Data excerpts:
++++
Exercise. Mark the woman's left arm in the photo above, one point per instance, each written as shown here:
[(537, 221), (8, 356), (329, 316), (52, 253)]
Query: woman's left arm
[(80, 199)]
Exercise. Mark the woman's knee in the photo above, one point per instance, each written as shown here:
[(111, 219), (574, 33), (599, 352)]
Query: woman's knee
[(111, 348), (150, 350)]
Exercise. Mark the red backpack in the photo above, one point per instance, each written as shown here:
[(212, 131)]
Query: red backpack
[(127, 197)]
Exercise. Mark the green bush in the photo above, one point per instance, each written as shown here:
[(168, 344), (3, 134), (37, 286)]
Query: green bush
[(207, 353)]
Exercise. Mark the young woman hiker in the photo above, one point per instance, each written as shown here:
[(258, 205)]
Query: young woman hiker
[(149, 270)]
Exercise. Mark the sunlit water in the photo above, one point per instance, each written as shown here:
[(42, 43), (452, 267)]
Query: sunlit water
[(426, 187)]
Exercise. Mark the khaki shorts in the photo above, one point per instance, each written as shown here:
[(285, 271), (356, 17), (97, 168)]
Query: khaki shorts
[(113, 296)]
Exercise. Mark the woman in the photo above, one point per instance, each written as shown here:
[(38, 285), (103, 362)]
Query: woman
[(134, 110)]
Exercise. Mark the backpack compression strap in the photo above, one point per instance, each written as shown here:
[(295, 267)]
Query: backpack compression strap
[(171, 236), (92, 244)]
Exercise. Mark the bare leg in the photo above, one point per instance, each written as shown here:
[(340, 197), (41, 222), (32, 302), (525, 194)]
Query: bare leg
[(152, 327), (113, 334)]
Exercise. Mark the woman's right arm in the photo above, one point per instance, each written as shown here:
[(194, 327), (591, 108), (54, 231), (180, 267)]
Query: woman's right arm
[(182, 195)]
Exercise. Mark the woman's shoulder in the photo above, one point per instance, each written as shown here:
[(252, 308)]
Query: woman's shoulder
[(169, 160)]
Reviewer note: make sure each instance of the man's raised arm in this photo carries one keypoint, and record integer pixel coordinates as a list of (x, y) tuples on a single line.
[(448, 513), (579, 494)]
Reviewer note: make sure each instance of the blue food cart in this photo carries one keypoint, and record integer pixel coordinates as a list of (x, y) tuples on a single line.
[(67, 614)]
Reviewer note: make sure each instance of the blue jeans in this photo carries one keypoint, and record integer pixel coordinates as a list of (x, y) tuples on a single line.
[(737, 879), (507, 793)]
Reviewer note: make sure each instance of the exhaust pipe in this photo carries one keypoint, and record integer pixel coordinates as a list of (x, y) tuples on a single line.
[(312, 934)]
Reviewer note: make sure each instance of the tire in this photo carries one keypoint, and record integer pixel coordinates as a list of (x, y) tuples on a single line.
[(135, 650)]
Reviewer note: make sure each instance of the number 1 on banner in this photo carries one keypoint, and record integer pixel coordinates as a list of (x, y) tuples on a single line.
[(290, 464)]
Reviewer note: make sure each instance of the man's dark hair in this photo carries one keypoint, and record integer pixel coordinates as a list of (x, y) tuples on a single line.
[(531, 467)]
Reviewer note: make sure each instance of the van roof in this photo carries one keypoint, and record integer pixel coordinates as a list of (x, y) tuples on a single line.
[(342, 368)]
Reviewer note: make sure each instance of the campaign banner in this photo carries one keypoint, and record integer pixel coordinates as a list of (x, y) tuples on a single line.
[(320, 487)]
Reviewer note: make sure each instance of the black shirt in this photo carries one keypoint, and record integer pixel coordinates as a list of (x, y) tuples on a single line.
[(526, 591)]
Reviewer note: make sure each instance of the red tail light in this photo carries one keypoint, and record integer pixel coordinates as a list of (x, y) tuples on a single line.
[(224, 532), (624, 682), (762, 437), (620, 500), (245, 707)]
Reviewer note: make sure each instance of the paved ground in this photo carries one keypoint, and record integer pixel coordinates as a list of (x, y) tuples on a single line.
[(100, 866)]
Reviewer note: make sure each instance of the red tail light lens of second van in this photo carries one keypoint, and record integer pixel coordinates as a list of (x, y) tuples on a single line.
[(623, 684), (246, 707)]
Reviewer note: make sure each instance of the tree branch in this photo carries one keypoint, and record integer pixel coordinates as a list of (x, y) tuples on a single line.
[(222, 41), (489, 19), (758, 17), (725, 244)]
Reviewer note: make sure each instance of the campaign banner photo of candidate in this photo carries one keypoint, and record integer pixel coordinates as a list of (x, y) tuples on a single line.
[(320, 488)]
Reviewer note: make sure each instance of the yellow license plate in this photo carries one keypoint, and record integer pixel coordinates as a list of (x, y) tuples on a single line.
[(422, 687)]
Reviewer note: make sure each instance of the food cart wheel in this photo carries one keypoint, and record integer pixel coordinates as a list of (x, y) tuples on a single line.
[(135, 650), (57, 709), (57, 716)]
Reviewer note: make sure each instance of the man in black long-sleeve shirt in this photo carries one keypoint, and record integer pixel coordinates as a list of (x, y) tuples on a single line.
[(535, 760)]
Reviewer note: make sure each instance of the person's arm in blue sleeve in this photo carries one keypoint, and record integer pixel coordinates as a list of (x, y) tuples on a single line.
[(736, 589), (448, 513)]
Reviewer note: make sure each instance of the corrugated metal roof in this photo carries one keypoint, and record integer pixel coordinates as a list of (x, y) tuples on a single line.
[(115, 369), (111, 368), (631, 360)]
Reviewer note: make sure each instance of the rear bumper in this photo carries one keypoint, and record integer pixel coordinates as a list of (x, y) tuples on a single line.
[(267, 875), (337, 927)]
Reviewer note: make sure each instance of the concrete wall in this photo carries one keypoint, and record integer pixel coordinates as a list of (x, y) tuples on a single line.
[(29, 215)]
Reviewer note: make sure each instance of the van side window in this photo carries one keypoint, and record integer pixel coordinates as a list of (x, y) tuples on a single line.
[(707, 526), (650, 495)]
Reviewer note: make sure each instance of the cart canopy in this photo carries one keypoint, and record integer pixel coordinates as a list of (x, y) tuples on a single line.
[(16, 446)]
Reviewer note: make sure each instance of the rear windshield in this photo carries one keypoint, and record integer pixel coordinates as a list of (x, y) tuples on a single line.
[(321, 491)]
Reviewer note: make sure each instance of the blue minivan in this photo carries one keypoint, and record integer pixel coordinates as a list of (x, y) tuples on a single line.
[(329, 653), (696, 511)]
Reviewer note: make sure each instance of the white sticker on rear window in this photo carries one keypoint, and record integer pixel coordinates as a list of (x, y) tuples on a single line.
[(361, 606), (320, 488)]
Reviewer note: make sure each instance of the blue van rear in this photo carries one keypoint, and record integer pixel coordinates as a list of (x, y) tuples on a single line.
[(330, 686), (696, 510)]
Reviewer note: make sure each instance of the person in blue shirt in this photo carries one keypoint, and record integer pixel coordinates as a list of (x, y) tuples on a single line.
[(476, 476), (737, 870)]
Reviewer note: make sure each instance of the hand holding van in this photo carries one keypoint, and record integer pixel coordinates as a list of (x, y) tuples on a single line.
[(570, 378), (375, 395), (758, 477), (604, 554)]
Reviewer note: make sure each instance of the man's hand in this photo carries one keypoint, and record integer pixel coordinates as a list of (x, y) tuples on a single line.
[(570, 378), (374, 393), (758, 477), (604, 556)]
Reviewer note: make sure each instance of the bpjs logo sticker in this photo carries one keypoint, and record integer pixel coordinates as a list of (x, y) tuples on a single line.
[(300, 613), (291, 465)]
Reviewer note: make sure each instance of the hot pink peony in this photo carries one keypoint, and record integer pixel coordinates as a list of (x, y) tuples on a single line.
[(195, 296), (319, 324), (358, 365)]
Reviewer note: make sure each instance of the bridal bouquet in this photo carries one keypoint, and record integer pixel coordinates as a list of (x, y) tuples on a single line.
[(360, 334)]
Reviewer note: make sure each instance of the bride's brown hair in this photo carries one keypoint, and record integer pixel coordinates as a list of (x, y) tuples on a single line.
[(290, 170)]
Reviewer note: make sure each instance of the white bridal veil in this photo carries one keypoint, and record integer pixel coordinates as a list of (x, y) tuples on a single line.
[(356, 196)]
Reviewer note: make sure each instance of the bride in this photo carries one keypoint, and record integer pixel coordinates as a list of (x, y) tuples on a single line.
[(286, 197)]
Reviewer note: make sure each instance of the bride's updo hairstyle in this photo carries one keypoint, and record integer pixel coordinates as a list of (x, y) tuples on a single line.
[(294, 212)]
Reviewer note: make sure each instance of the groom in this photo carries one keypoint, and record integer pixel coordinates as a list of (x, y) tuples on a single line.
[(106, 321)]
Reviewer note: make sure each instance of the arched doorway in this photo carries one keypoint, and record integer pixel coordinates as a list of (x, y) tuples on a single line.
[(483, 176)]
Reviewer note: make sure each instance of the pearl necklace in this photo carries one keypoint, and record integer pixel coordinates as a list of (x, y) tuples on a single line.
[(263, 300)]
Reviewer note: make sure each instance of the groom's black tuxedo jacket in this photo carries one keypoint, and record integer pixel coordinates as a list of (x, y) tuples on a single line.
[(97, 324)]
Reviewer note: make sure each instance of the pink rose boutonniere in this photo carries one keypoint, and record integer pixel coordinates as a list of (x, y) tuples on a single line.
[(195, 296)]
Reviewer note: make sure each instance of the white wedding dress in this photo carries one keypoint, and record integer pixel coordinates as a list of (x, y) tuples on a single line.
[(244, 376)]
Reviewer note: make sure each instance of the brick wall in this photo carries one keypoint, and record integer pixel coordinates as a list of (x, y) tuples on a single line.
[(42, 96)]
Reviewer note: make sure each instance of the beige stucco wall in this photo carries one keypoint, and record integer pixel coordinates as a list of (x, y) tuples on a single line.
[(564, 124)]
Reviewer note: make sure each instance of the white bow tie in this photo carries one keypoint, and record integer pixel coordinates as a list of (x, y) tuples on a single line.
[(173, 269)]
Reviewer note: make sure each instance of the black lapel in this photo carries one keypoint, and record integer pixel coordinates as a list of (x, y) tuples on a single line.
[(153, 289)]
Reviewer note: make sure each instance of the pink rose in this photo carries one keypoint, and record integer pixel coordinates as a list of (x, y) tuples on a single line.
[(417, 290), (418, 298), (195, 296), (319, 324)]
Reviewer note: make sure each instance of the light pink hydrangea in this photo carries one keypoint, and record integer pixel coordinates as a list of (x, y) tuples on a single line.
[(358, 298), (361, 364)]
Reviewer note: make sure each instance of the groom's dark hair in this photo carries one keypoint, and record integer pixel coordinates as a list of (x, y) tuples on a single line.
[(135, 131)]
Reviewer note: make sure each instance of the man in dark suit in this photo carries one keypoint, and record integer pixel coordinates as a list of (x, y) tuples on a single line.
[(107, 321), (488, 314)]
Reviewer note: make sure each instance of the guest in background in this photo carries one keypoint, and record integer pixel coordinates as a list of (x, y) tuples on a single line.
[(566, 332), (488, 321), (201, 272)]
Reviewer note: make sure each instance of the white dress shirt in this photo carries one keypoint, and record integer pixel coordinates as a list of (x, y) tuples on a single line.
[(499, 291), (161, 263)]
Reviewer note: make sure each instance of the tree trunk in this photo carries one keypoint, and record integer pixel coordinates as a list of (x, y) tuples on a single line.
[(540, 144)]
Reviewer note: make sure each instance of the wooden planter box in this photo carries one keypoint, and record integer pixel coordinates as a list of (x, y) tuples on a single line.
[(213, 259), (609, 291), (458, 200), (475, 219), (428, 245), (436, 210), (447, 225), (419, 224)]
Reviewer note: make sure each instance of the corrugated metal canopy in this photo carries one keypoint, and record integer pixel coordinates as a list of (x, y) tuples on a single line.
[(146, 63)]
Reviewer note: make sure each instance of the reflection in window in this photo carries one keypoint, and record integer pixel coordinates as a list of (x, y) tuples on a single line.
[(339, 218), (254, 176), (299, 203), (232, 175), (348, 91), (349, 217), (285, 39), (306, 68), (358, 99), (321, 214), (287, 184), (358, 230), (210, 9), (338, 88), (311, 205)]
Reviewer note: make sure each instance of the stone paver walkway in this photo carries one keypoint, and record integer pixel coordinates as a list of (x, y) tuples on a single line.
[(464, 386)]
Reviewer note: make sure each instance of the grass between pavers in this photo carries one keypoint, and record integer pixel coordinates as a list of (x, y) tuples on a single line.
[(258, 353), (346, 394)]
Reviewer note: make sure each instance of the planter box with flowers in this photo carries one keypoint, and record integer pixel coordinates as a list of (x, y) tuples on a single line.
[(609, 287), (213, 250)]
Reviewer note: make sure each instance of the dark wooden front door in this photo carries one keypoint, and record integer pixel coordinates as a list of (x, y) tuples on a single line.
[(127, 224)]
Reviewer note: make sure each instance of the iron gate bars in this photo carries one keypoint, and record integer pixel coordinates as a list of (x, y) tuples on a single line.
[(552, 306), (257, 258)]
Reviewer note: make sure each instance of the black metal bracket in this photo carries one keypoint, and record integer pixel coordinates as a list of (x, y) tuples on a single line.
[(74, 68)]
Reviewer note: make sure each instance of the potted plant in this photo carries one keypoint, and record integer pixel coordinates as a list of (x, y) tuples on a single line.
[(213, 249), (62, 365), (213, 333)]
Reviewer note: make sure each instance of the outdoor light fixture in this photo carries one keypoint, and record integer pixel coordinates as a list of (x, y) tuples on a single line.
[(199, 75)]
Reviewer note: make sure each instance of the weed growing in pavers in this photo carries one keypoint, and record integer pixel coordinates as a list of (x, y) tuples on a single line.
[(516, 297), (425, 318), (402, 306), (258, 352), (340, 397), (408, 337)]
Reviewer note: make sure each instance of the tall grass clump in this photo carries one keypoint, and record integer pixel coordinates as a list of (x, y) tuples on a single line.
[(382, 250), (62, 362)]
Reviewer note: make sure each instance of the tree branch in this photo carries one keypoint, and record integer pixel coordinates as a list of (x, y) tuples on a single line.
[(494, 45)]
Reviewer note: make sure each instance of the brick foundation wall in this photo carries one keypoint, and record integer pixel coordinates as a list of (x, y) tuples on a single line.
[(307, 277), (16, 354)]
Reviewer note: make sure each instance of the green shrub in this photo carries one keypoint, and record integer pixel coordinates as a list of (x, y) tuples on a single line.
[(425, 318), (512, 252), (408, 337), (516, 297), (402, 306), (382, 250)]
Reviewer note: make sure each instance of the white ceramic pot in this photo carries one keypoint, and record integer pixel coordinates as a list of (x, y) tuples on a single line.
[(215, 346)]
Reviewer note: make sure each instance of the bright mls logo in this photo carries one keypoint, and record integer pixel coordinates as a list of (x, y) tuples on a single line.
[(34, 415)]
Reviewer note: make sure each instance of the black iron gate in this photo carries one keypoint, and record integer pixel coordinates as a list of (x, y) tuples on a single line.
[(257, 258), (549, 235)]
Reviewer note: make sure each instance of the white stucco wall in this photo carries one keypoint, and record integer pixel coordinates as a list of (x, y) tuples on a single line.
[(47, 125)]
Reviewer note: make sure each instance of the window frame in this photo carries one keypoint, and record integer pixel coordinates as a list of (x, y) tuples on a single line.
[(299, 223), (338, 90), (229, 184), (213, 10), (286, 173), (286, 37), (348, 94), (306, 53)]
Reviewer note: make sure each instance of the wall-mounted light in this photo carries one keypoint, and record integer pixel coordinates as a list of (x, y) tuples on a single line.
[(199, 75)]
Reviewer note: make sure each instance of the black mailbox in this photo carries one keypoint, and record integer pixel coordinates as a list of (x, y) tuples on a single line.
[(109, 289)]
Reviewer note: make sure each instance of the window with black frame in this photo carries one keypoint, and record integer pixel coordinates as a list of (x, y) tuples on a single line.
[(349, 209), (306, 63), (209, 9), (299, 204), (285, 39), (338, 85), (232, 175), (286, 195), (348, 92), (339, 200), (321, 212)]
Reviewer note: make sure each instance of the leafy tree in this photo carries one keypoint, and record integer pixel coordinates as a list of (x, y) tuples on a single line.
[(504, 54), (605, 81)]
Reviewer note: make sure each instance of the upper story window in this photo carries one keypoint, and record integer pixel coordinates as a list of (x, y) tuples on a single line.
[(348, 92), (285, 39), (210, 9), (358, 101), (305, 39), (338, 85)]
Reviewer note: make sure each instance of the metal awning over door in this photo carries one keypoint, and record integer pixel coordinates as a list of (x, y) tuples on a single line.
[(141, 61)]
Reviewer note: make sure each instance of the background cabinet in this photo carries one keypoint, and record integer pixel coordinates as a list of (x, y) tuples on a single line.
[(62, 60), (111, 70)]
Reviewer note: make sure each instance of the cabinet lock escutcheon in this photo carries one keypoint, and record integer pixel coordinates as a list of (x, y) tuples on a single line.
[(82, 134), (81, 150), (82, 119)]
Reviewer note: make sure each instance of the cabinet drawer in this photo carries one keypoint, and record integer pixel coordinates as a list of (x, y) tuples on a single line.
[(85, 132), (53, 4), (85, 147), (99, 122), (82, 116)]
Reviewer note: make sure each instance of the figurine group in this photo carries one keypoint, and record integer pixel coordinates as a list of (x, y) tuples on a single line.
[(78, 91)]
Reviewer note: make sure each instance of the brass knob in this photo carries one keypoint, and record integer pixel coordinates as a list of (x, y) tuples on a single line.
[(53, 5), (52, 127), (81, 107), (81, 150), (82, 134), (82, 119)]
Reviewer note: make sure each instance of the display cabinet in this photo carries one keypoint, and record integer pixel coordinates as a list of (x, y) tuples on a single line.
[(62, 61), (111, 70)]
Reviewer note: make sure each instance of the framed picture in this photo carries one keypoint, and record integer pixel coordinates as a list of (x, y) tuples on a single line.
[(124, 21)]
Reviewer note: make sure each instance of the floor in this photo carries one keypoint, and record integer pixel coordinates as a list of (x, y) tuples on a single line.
++++
Work required ->
Please give back the records exactly as written, beginning at the first line and including the line that holds "Exercise. Mark the woman's knee" as the last.

Answer area ->
Exercise. Mark the woman's left arm in the photo above, one point per instance, each written as shown here:
[(537, 221), (8, 356), (329, 316), (52, 253)]
Query: woman's left arm
[(80, 199)]
Exercise. Mark the woman's knee in the photo above, one point per instance, each written as shown here:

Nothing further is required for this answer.